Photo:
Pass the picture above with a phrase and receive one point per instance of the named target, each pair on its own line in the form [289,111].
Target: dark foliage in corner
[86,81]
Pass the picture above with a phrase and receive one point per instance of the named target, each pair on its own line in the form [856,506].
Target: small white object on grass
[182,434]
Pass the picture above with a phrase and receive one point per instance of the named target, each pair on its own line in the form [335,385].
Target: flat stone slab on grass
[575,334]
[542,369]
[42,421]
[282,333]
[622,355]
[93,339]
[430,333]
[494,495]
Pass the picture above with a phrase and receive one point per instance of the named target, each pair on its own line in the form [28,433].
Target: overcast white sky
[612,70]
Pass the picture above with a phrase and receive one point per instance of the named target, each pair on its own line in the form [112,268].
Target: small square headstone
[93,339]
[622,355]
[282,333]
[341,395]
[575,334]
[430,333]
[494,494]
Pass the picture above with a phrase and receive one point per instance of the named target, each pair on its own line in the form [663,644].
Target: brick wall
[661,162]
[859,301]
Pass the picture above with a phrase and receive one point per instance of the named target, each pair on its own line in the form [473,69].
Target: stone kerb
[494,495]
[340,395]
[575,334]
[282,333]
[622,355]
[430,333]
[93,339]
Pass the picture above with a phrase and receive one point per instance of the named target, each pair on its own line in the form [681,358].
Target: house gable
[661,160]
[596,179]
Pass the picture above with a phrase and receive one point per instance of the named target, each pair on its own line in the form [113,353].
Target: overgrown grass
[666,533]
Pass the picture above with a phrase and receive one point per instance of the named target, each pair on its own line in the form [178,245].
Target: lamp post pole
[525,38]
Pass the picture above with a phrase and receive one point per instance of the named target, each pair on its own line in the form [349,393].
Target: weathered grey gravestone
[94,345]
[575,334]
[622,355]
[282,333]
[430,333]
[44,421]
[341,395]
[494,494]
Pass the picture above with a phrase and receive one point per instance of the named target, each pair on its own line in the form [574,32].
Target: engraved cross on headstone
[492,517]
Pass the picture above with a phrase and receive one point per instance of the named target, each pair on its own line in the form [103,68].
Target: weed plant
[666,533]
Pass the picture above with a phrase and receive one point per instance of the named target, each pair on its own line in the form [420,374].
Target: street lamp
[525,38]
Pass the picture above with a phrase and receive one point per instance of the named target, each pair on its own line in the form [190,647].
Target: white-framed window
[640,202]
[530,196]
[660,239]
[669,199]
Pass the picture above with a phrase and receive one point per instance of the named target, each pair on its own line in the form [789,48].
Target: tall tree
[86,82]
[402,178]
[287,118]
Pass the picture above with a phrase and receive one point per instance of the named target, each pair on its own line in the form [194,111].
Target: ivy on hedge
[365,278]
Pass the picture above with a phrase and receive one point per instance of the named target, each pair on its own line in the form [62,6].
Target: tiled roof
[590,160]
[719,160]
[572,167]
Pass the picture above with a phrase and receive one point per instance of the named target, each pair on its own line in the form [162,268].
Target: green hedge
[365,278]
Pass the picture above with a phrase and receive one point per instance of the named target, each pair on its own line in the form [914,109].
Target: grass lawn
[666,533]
····················
> **How to complete this task**:
Transcribe the entire listing above exactly as written.

> **Answer to this problem**:
Photo:
Pass the picture above with a phrase and receive one point per instance of the named target, each pair on its own line in the form [289,111].
Target: dark foliage in corner
[86,81]
Pass the picture above with a phrase and receive one point per instance of the named target, each pair on its own line in the form [856,506].
Target: small white object on grass
[182,434]
Pass the picture above with a phrase and receive one point per instance of the named target, each pair on its own line in the form [335,385].
Target: flat stone slab on grass
[575,334]
[542,369]
[42,421]
[282,333]
[622,355]
[93,339]
[430,333]
[494,495]
Pass the picture above with a phrase and receive one point per instance of the named target, each pair on its own line in the form [28,433].
Target: overcast white sky
[612,70]
Pass the picture above with a phrase and receive one point per instance of the named target, each pair on its own line in the form [112,268].
Target: small square headstone
[93,339]
[622,355]
[282,333]
[341,395]
[575,334]
[430,333]
[494,494]
Pass the picture above with a phrase and receive one point per instance of the named target, each pair on its own line in the form [663,644].
Target: brick wall
[661,162]
[859,301]
Pass the picture above with a phrase and receive one point per instance of the named target, each pair on its own line in the form [473,69].
Target: stone kerb
[494,495]
[340,395]
[575,334]
[282,333]
[622,355]
[430,333]
[93,339]
Pass the picture above with a phrase and receive one point per instance of the named target, each pair on its own line in the form [681,358].
Target: house gable
[661,160]
[596,179]
Pass the picture above with a phrase and receive one point per instance of the named target, each pair on its own line in the form [113,353].
Target: overgrown grass
[666,533]
Pass the picture above with a phrase and receive one point per instance of the named target, each pair on its own line in the form [178,245].
Target: lamp post pole
[525,38]
Pass the picture above with a phrase and receive one point per instance of the named target, each pair on its own line in the form [349,393].
Target: weathered grey gravestone
[94,345]
[575,334]
[622,355]
[282,333]
[430,333]
[44,421]
[341,395]
[494,494]
Pass the picture above with a phrase and receive one point per instance of the named target, each pair on its own line in the form [574,32].
Target: engraved cross on headstone
[492,517]
Pass the picture above with a phrase and receive one point per instance of the named target, each pair on its own line in the form [103,68].
Target: weed plant
[666,533]
Pass the picture above with a phrase and receive one point per instance of the named target, each pair on its own line in the form [420,374].
Target: street lamp
[525,38]
Pass the picture above with a phrase and receive one point per instance of the named target, each pair on its own line in the form [190,647].
Target: white-framed window
[640,202]
[530,196]
[660,239]
[669,199]
Pass the picture above with a phrase and receive one point per instance of the named target, each pair on its own line in the form [789,48].
Target: tall tree
[86,82]
[402,178]
[287,118]
Pass the picture above with a phrase and receive one point per instance of the named target, each pair on its own line in the form [194,111].
Target: ivy on hedge
[365,278]
Pass the picture above with a phrase and receive one point per instance of the named target, each pair on its own line in the form [62,6].
Target: tiled roof
[590,160]
[719,160]
[572,167]
Pass the picture above with a phrase and receive one point per instance of the named target, each pair on its own line in the form [162,268].
Target: green hedge
[365,278]
Pass the picture above with a phrase and receive one point per instance of the named target, each pair on its own line in the form [914,109].
Target: grass lawn
[666,533]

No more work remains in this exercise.